Текст –
========================================
Иван Степанович 23 июня ушел на фронт добровольцем. Из Ярославля, куда был переведен по партийной линии на шинный завод. Командовал санитарным поездом 248. Дослужился до гвардии капитана. Был награжден грамотой Главного военно-санитарного управления Красной армии за отличную работу по уходу за ранеными бойцами, командирами и политработниками.
Олег с мамой, бабушкой и семилетним братом Левой отправились в эвакуацию. В теплушках было холодно. На какой-то станции Олег украдкой с цинковым ведерком в руках пробрался к воинскому эшелону, чтобы из большой, пылающей жаром печи набрать хоть горстку угольков И в этот момент перед ним откуда ни возьмись вырос караульный и со всего размаха, молча, ударил ногой в пах Так, врастяжку, и лежал он на земле, а когда очнулся, то ведерка рядом не было, кто-то подобрал. Над утратой долго горевали: другое ведерко достать было негде.
========================================
Записанные сведения –
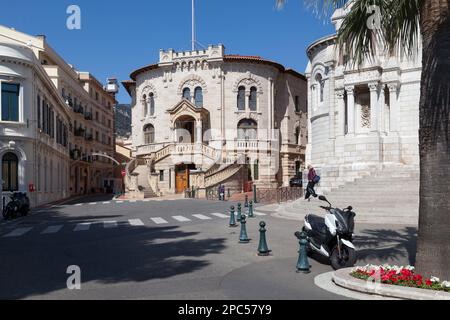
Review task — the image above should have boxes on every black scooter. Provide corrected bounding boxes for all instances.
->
[2,192,30,220]
[303,196,357,270]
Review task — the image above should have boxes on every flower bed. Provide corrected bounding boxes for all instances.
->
[351,265,450,292]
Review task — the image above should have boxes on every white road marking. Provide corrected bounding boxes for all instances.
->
[150,218,169,224]
[211,213,229,219]
[128,219,145,227]
[73,222,91,232]
[192,214,211,220]
[103,221,117,229]
[41,226,64,234]
[172,216,192,222]
[3,228,33,238]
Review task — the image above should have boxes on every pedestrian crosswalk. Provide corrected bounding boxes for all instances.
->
[0,212,265,238]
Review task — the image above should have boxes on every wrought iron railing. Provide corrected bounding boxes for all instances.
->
[256,187,304,204]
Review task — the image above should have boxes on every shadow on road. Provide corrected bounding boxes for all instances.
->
[0,209,225,299]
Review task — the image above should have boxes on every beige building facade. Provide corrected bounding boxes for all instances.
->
[306,2,421,192]
[123,45,307,195]
[0,26,116,210]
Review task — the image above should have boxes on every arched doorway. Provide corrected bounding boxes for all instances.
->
[175,116,196,143]
[175,163,195,193]
[2,152,19,192]
[237,119,258,140]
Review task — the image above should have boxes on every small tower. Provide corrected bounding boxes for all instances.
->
[104,78,119,95]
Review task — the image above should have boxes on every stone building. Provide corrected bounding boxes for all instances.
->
[123,45,307,196]
[0,26,117,210]
[306,2,421,192]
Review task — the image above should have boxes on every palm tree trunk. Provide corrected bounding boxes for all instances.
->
[416,0,450,280]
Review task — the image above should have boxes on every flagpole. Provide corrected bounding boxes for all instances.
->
[192,0,196,51]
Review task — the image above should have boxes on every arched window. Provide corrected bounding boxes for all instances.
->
[253,159,259,181]
[148,93,155,116]
[144,124,155,144]
[1,82,20,122]
[237,87,245,110]
[142,94,148,118]
[238,119,258,140]
[183,88,191,101]
[249,87,258,111]
[295,127,300,145]
[316,74,325,103]
[2,152,19,192]
[194,87,203,108]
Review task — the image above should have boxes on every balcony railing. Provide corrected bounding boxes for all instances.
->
[73,104,84,114]
[74,128,85,137]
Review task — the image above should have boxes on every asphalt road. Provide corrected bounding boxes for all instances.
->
[0,198,416,300]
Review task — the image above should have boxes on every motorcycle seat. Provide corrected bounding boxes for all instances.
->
[306,214,327,234]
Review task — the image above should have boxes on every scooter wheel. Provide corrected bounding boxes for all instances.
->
[330,246,357,270]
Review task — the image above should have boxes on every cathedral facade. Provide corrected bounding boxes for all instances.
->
[123,45,307,195]
[306,2,421,192]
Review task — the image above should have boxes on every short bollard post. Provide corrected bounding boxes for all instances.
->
[239,215,250,243]
[295,231,311,274]
[238,203,242,222]
[230,206,237,228]
[248,201,255,218]
[258,221,272,257]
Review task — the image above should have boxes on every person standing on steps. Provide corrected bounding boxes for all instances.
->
[305,165,320,201]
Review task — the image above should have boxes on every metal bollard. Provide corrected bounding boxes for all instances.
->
[239,215,250,243]
[295,231,311,274]
[237,203,242,222]
[230,206,237,228]
[258,221,272,257]
[248,201,255,218]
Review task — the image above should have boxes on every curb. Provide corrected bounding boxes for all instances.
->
[332,268,450,300]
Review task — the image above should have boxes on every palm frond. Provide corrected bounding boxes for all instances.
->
[276,0,351,17]
[384,0,424,56]
[337,0,424,64]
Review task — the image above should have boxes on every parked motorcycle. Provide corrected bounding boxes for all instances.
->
[303,196,357,270]
[3,192,30,220]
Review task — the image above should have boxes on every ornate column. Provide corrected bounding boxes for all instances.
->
[336,90,345,137]
[388,83,399,132]
[369,82,381,132]
[195,120,203,144]
[345,86,355,134]
[327,63,337,140]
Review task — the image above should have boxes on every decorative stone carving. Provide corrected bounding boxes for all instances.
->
[361,105,371,129]
[139,80,158,99]
[233,72,264,95]
[178,75,208,95]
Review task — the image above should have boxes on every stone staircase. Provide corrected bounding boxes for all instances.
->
[275,166,420,226]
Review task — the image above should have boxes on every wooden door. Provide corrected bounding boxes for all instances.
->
[175,165,189,193]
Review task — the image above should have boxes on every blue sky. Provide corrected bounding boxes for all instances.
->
[0,0,334,103]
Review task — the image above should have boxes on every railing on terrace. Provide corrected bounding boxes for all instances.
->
[256,187,303,204]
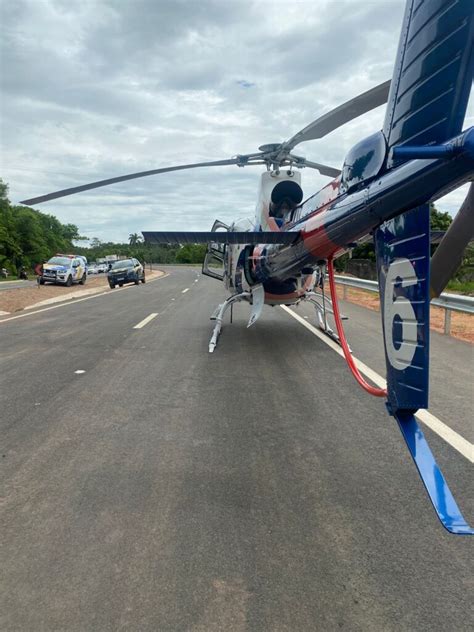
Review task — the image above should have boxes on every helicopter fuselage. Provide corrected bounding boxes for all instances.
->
[226,128,474,305]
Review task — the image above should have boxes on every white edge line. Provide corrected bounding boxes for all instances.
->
[0,272,169,325]
[133,313,158,329]
[280,305,474,463]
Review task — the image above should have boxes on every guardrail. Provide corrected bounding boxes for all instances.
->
[335,274,474,336]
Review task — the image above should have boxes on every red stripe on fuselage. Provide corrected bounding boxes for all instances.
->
[301,202,342,259]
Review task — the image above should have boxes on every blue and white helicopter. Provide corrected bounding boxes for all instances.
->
[23,0,474,535]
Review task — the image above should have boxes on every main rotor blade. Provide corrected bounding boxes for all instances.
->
[142,231,300,245]
[20,158,241,205]
[298,160,341,178]
[282,80,390,151]
[430,183,474,298]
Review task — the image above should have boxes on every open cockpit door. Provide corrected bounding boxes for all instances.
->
[202,219,229,281]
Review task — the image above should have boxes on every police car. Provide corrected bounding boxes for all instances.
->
[39,255,87,287]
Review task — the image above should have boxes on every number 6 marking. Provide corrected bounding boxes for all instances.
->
[384,259,418,371]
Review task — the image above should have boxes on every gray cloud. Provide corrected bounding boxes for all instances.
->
[0,0,472,240]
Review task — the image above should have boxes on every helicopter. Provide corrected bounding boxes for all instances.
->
[22,0,474,535]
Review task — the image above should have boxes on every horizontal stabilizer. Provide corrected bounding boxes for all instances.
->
[375,204,430,411]
[142,231,299,245]
[383,0,474,167]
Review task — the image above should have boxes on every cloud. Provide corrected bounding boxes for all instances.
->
[0,0,472,240]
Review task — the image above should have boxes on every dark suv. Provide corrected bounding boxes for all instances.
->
[107,258,145,288]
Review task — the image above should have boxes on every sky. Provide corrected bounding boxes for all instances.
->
[0,0,474,242]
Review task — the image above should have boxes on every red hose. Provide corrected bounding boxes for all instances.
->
[328,257,387,397]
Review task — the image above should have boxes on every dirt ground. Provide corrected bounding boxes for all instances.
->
[337,285,474,343]
[0,270,163,313]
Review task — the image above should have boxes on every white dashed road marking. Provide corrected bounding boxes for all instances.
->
[281,305,474,463]
[134,314,158,329]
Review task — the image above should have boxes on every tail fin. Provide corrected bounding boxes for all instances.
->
[375,204,474,535]
[375,205,430,411]
[383,0,474,167]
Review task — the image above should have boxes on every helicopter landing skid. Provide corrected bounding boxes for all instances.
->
[209,285,265,353]
[304,292,352,353]
[209,292,252,353]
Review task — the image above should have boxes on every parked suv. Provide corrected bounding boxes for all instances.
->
[39,255,87,287]
[107,258,145,288]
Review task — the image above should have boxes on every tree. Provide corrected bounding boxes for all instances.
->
[430,203,453,231]
[128,233,142,246]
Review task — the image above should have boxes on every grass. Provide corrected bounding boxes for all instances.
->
[444,280,474,294]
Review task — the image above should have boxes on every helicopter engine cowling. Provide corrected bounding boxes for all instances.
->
[255,169,303,231]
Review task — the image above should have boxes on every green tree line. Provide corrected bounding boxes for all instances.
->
[0,180,81,274]
[0,179,206,275]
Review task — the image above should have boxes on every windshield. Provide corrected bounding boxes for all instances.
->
[48,257,71,266]
[112,259,133,270]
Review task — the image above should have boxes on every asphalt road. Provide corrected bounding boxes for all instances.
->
[0,268,474,632]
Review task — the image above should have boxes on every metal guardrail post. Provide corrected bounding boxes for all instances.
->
[444,308,451,336]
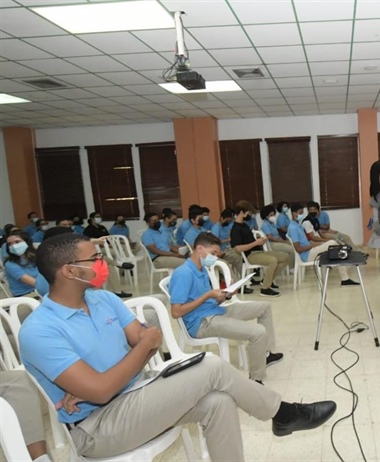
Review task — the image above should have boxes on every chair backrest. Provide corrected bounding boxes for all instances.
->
[0,397,32,462]
[124,296,183,361]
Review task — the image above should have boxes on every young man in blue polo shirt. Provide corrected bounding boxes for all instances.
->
[20,234,336,462]
[141,212,185,268]
[288,204,359,286]
[169,233,283,382]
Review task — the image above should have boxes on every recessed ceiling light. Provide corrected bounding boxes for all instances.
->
[0,93,31,104]
[159,80,241,94]
[32,0,174,33]
[323,79,339,84]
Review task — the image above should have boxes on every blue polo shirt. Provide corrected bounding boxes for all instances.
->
[176,218,191,245]
[32,229,45,243]
[261,220,280,237]
[169,259,226,337]
[318,210,330,225]
[19,289,139,423]
[184,225,206,246]
[110,224,129,237]
[23,223,38,237]
[5,259,38,297]
[141,228,171,260]
[288,220,310,261]
[211,221,233,250]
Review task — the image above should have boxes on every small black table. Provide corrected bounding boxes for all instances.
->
[314,251,380,350]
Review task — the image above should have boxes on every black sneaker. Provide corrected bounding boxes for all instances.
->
[260,288,281,298]
[267,352,284,367]
[272,401,336,436]
[340,279,360,287]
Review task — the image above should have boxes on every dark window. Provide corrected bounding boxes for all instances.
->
[318,136,359,209]
[35,146,87,220]
[86,144,140,220]
[219,140,264,208]
[265,137,313,204]
[137,142,182,216]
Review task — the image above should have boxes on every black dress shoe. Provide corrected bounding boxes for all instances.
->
[272,401,336,436]
[243,287,253,295]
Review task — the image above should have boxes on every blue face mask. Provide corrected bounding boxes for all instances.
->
[297,213,305,223]
[201,253,218,268]
[9,242,28,257]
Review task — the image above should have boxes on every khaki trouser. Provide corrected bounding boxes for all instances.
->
[196,302,275,380]
[0,371,45,446]
[270,242,295,268]
[153,257,186,269]
[71,356,281,462]
[307,241,348,281]
[247,251,289,289]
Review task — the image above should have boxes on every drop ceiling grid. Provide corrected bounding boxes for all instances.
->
[0,0,380,125]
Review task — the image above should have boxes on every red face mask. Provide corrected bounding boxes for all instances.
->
[75,259,109,289]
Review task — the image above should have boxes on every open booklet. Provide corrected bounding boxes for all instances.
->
[222,273,253,294]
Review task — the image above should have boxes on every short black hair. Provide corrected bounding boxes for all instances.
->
[260,204,276,220]
[144,212,158,223]
[189,207,203,220]
[194,233,222,249]
[220,209,234,218]
[36,233,90,284]
[290,202,304,213]
[276,201,289,213]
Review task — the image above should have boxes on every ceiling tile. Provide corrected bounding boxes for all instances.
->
[26,35,101,58]
[67,55,128,72]
[161,0,237,27]
[98,71,151,85]
[114,53,171,71]
[294,0,354,21]
[0,61,41,78]
[189,26,251,49]
[1,8,65,37]
[78,32,152,54]
[160,50,218,69]
[0,39,52,61]
[208,48,261,66]
[267,63,309,78]
[309,61,349,76]
[300,21,352,45]
[258,45,305,64]
[229,0,295,24]
[132,29,202,53]
[245,23,301,47]
[352,42,380,59]
[20,58,83,75]
[305,43,350,62]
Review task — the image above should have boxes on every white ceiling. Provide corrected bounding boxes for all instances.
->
[0,0,380,128]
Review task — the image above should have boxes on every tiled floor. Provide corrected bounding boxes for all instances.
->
[1,254,380,462]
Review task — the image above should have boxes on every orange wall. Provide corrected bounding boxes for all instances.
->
[3,127,42,226]
[173,117,225,221]
[358,109,379,244]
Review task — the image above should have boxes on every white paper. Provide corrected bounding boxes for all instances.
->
[222,273,253,294]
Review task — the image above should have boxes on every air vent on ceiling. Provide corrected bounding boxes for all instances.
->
[232,67,264,79]
[23,78,67,90]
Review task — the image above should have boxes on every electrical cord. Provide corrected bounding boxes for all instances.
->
[313,254,369,462]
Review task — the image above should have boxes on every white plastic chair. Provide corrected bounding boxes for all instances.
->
[141,244,173,293]
[286,234,320,290]
[107,234,144,286]
[0,397,32,462]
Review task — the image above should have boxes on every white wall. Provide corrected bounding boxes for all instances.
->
[0,131,15,228]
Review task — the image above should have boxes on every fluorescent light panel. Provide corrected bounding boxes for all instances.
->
[0,93,31,104]
[159,80,242,94]
[32,0,174,34]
========================================
До какого воинского звания, согласно тексту, дослужился Иван Степанович? Для ответа пользуйтесь только текстом, не обращаясь к записям.

Ответ на задание – До звания гвардии капитана.